Excerpted records: Begin
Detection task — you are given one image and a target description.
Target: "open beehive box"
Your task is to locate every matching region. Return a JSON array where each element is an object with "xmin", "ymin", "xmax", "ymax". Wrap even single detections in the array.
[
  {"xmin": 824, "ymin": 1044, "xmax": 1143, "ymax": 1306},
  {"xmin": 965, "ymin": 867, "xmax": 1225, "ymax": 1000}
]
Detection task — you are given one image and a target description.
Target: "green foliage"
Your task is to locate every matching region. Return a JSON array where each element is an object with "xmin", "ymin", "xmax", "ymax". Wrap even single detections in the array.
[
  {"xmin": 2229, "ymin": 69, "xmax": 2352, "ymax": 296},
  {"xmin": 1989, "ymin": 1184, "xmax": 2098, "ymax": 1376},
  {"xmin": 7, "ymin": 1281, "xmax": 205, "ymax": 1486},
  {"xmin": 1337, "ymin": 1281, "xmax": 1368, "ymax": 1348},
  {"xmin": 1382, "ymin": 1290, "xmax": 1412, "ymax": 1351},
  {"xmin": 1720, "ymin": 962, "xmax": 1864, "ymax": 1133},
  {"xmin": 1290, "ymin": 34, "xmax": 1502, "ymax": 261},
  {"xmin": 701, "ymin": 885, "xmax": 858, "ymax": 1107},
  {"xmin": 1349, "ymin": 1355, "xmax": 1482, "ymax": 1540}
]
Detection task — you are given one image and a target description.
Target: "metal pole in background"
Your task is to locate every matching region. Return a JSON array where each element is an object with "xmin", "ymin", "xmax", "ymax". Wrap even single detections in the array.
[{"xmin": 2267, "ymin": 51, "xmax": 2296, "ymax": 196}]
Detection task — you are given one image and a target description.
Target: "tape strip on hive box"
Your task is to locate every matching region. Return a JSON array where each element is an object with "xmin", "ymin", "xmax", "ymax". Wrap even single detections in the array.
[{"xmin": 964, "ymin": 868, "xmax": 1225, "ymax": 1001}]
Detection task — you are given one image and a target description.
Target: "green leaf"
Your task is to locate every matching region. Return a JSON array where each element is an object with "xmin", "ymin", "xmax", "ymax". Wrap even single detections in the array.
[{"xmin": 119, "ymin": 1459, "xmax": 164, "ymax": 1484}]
Excerpted records: End
== What to produce ==
Repeat every record, keeping each line exactly as it is.

== Response below ==
Detection task — you are given one image and a target description.
Target: "open beehive box"
Your task is to locate every matching region. Return a JSON array where each element is an object with "xmin", "ymin", "xmax", "ymax". Wrap even single detections in the array.
[
  {"xmin": 824, "ymin": 1044, "xmax": 1143, "ymax": 1306},
  {"xmin": 965, "ymin": 867, "xmax": 1225, "ymax": 1000}
]
Detection task — you are given one image and a target description.
Target: "green foliage"
Your task is to locate every matching region. Return a JSON array where each element is an object with "xmin", "ymin", "xmax", "ymax". Wrap even single detections in the array.
[
  {"xmin": 2229, "ymin": 69, "xmax": 2352, "ymax": 296},
  {"xmin": 1989, "ymin": 1184, "xmax": 2098, "ymax": 1376},
  {"xmin": 7, "ymin": 1281, "xmax": 205, "ymax": 1486},
  {"xmin": 1337, "ymin": 1281, "xmax": 1368, "ymax": 1348},
  {"xmin": 1382, "ymin": 1290, "xmax": 1412, "ymax": 1351},
  {"xmin": 1720, "ymin": 962, "xmax": 1864, "ymax": 1133},
  {"xmin": 1290, "ymin": 34, "xmax": 1502, "ymax": 261},
  {"xmin": 701, "ymin": 885, "xmax": 858, "ymax": 1107},
  {"xmin": 1349, "ymin": 1355, "xmax": 1482, "ymax": 1540}
]
Detection task — you are given one image and a target description.
Target: "metal pole in background"
Your task is to locate every matching region. Return a JSON array where each element is an object with "xmin", "ymin", "xmax", "ymax". Wrap even single detections in the array.
[{"xmin": 2267, "ymin": 51, "xmax": 2296, "ymax": 196}]
Detection task — you are given one image and a target description.
Target: "tape strip on hive box"
Your task is to locate every matching region. Return a JSON array where each element is an object with "xmin", "ymin", "xmax", "ymax". Wrap even single detections in the array.
[{"xmin": 964, "ymin": 868, "xmax": 1225, "ymax": 1001}]
Detection task — you are given one image and a target description.
Target: "green leaf"
Your task is to locate every matching region. Return a JSON array where each element is an object with "xmin", "ymin", "xmax", "ymax". Wrap even single detections in the array.
[{"xmin": 119, "ymin": 1459, "xmax": 164, "ymax": 1484}]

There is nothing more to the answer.